KUTIPAN PILIHAN:
PRASASTI TANGGA DJAMBAN
Terletak di pinggirang soengai Tjisadane
Tangerang
Jang didirikan pada taon 1873 masehi
Ini adalah lisjt dari sekoempoelan
itoe orang orang
Boediman berdjoemlah 81 orang jang soedah boleh
Melakoekan soeatoe perboewatan moelia
oentoek
Mendoekoeng itoe oesaha dari sarikat
Boen Tek Bio
Mengoempoelken oeang sebesar 18.156
Toen (ringgit
Belanda) oentoek melakoeken pemboeatan 30 (tiga
Poeloeh) boeah djalan dan joega bikin
peraoe dan laennja.
Batoe parengatan ini ditoeliskan pada
taon kasebelas
Sewaktoe pemerentahan Kaisar Thong
Tjie (masehi 1873).
Udaya Halim, Seorang
pejuang kehidupan dan pendidikan asal Tangerang, Banten. Masa
kecil udaya halim adalah sebuah perjuangan. Udaya hanya
seorang anak yang hanya bersekolah sampai SMP
setelah itu, anak ke 4 dari 8 bersausara itu harus menjadi
pelayan toko di Pasar Baru. Meski putus sekolah, udaya
tak memupus harapannya untuk belajar,
terutama belajar bahasa inggris. Dengan
memilah-milah uang sakunya, ia bisa memenuhi
keinginannya untuk membayar kursus bahasa inggris.
Dengan perjuangan yang tak
mudah, akhirnya udaya bisa berangkat dan belajar
bahasa inggris di sekolah bahasa di Bournemouth yg
bernama King’s. Dengan upaya keras juga, akhirnya Udaya
memiliki lembaga kursus yang diberi nama King’s English
Course. Dan di tahun 1992 lembaga ini resmi menjadi
perwakilan resmi King’s England. Bukan saja menjadi perwakilan di indonesia,
tetapi juga menjadi business alliance, bahkan lembaga itu kini menjadi
satu-satunya pemilik IBEC yang menjadi perwakilan resmi dari 25 universitas
terkemukan di Inggris.

LATIHAN SINGKAT 1: Pilih lalu salin semua baris data yang memuat string "left". Huruf besar dan kecil dibedakan.
Kutipan dan baris-baris data di sini diambil dari sumber yang berbeda.

DATA LATIHAN:
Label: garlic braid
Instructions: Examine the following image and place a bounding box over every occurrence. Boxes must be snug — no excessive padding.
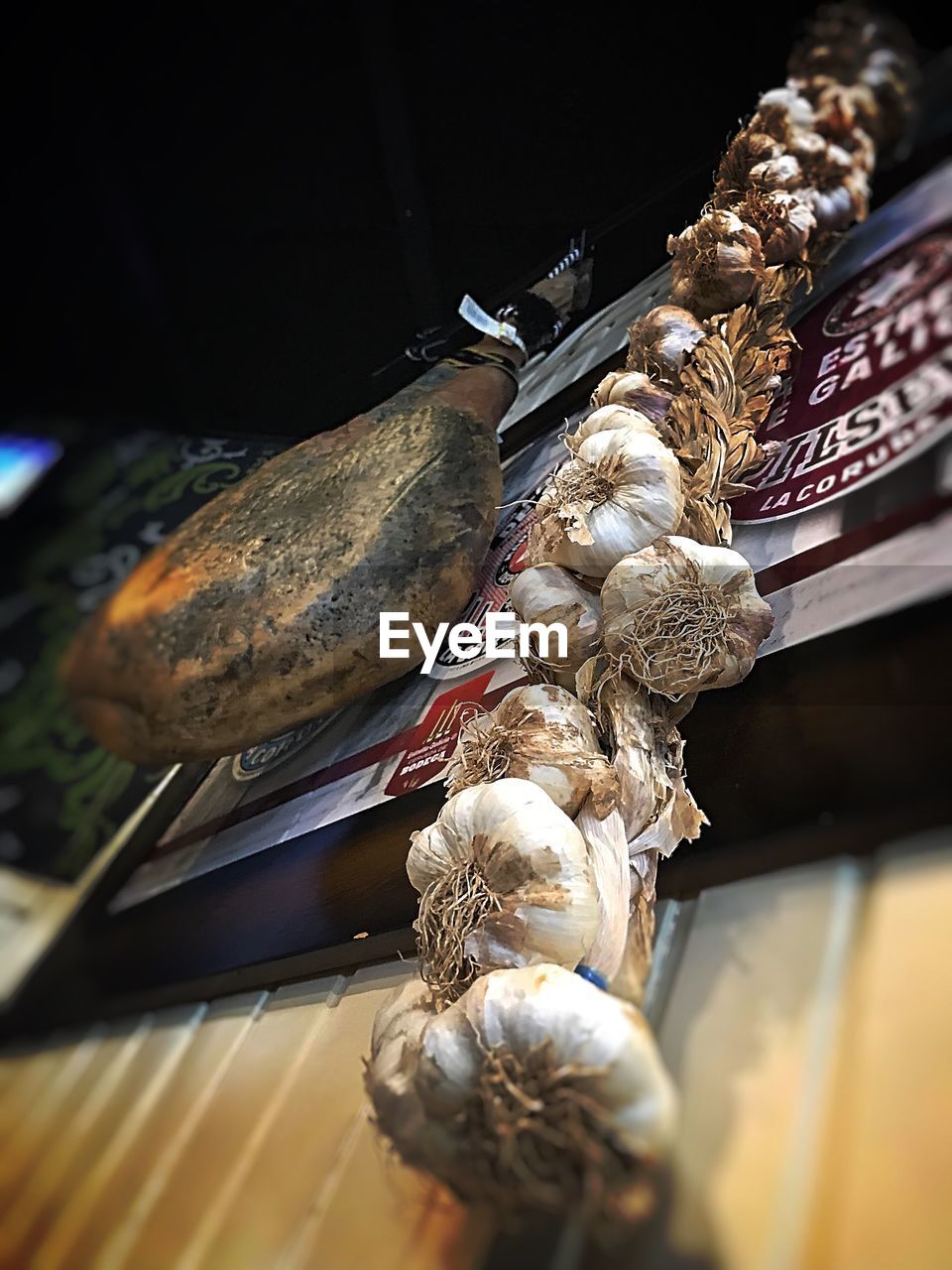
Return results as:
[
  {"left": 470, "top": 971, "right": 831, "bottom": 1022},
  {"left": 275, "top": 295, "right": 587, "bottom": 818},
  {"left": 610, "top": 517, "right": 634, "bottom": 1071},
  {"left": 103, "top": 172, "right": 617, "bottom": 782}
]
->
[{"left": 368, "top": 5, "right": 915, "bottom": 1221}]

LATIHAN SINGKAT 2:
Jawab tiga pertanyaan ini berdasarkan kutipan pilihan.
(a) Prasasti itu terletak di pinggir sungai apa?
(b) Berapa jumlah orang budiman yang namanya didaftar pada prasasti itu?
(c) Pada tahun berapa lembaga kursus milik Udaya Halim resmi menjadi perwakilan King's England?

JAWABAN LENGKAP 1:
  {"left": 470, "top": 971, "right": 831, "bottom": 1022},
  {"left": 275, "top": 295, "right": 587, "bottom": 818},
  {"left": 610, "top": 517, "right": 634, "bottom": 1071},
  {"left": 103, "top": 172, "right": 617, "bottom": 782}
[{"left": 368, "top": 5, "right": 915, "bottom": 1221}]

JAWABAN LENGKAP 2:
(a) Sungai Tjisadane.
(b) 81 orang.
(c) Tahun 1992.